■ COMPITO ASSEGNATO A: Trascriva fedelmente il passo del testo sull'hamam da "1. il camekan, uno" a "e convessa, göbektaşı.".
■ COMPITO ASSEGNATO B:
Risponda alle seguenti domande basandosi sul testo sull'hamam, una risposta per riga:
(i) A che cosa serve il pestemal?
(ii) Che cosa si trova al centro dell'hararet?
(iii) Da dove filtra la luce nell'hararet?
■ COMPITO ASSEGNATO C: In base al testo sull'hamam, spieghi perché chi scrive e il marito entrano da parti diverse.

Negli Hamam vige la separazione dei sessi (quasi tutti), quindi entriamo io da una parte, mio marito dall’altra. Poi iniziano le tre zone di rito:

  1. il camekan, uno specie di vetibolo/spogliatoio, in cui puoi sederti, rilassarti, bere una tazza di thè, ti spogli in cabine di legno e ricevi il pestemal, un tessuto che serve a coprire le parti intime.
  2. il soğukluk, una stanza di mezzo riscaldata dove acclimatarsi prima di entrare nei vapori sulfurei del bagno vero e proprio;
  3. l’ hararet, il vero e proprio cuore dell’hamam, la grande stanza immersa nella penombra con al centro una grande lastra di marmo caldissima e convessa, göbektaşı.

Dopo essermi assuefatta al calore nella stanza di transizione, entro nell’hararet. Qui non ci sono finestre e la luce filtra esclusivamente dagli “occhi di vetro” della cupola e si mescola tenue al vapore, creando un’atmosfera immobile e illusoria.

■ RIGHE ARCHIVIATE:
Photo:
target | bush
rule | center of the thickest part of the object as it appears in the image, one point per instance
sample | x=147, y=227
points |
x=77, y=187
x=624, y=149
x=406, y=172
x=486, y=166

■ RISPOSTA COMPLETA A:
1. il camekan, uno specie di vetibolo/spogliatoio, in cui puoi sederti, rilassarti, bere una tazza di thè, ti spogli in cabine di legno e ricevi il pestemal, un tessuto che serve a coprire le parti intime.
  2. il soğukluk, una stanza di mezzo riscaldata dove acclimatarsi prima di entrare nei vapori sulfurei del bagno vero e proprio;
  3. l’ hararet, il vero e proprio cuore dell’hamam, la grande stanza immersa nella penombra con al centro una grande lastra di marmo caldissima e convessa, göbektaşı.

■ RISPOSTA COMPLETA B:
(i) Serve a coprire le parti intime.
(ii) Una grande lastra di marmo caldissima e convessa, il göbektaşı.
(iii) Esclusivamente dagli "occhi di vetro" della cupola.

■ RISPOSTA COMPLETA C: Entrano da parti diverse perché negli hamam, o almeno in quasi tutti, vige la separazione dei sessi.